- Directive
All of the records listed below should be retyped exactly.

- Records supplied
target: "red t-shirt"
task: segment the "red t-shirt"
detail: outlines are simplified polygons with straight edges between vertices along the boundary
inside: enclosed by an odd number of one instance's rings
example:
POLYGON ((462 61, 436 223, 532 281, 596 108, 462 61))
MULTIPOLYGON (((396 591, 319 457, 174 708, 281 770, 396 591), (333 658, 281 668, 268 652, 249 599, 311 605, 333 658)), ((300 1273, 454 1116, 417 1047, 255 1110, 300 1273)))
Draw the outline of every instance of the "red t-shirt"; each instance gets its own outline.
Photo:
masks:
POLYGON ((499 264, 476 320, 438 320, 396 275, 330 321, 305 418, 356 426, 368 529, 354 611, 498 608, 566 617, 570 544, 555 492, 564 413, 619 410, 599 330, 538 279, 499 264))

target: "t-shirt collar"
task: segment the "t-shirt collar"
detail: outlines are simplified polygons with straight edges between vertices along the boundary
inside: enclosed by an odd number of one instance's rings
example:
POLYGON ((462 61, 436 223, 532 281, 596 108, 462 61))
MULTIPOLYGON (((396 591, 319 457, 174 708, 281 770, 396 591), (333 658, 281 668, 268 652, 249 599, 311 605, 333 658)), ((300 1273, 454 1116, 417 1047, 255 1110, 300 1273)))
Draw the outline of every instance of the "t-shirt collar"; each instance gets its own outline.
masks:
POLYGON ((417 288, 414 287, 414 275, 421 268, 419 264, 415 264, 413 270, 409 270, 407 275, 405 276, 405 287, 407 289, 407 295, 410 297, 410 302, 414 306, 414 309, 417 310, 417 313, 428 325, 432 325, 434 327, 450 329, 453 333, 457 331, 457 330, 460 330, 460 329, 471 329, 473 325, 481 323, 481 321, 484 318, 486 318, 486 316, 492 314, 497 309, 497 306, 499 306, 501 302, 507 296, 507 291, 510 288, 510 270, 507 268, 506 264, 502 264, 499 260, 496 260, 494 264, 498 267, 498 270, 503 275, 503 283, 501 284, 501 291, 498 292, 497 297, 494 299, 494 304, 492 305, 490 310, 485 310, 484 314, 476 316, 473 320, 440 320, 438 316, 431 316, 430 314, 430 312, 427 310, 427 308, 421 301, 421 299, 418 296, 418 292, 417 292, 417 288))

- Worked answer
target: "red t-shirt"
task: segment the "red t-shirt"
detail: outlines are simplified polygons with straight edges between vertices along the boundary
inside: enclosed by an odd number of one instance's rings
example:
POLYGON ((462 61, 436 223, 532 281, 596 108, 462 61))
MULTIPOLYGON (((396 591, 319 457, 174 708, 281 770, 396 591), (333 658, 281 668, 268 652, 249 599, 311 605, 333 658)), ((300 1273, 454 1116, 417 1047, 255 1110, 300 1273)))
Draw the outline of every instance of the "red t-shirt"; each instance gets its own outline.
Photo:
masks:
POLYGON ((499 264, 476 320, 438 320, 396 275, 330 321, 305 418, 356 426, 368 529, 354 611, 498 608, 566 617, 570 544, 555 492, 564 413, 619 410, 599 330, 538 279, 499 264))

target: "t-shirt collar"
task: segment the "t-shirt collar"
detail: outlines are simplified polygons with straight edges between vertices along the boundary
inside: enclosed by an odd number of one instance's rings
example:
POLYGON ((462 61, 436 223, 532 281, 596 108, 462 61))
MULTIPOLYGON (((396 591, 319 457, 174 708, 281 770, 396 591), (333 658, 281 668, 268 652, 249 599, 311 605, 333 658)), ((300 1273, 454 1116, 417 1047, 255 1110, 300 1273)))
Draw the outline of every instance of the "t-shirt collar"; each instance gets its own outline.
masks:
POLYGON ((417 288, 414 287, 414 275, 421 268, 419 264, 415 264, 413 270, 409 270, 407 275, 405 276, 405 287, 407 289, 407 295, 410 297, 410 302, 414 306, 414 309, 417 310, 417 313, 428 325, 432 325, 434 327, 450 329, 453 333, 457 331, 457 330, 460 330, 460 329, 471 329, 473 325, 481 323, 481 321, 484 318, 486 318, 486 316, 492 314, 497 309, 497 306, 499 306, 501 302, 507 296, 507 291, 510 288, 510 270, 507 268, 506 264, 502 264, 499 260, 496 260, 494 264, 498 267, 498 270, 503 275, 503 283, 501 284, 501 291, 498 292, 497 297, 494 299, 494 304, 492 305, 490 310, 485 310, 484 314, 476 316, 473 320, 440 320, 438 316, 431 316, 430 314, 430 312, 427 310, 427 308, 421 301, 421 299, 418 296, 418 292, 417 292, 417 288))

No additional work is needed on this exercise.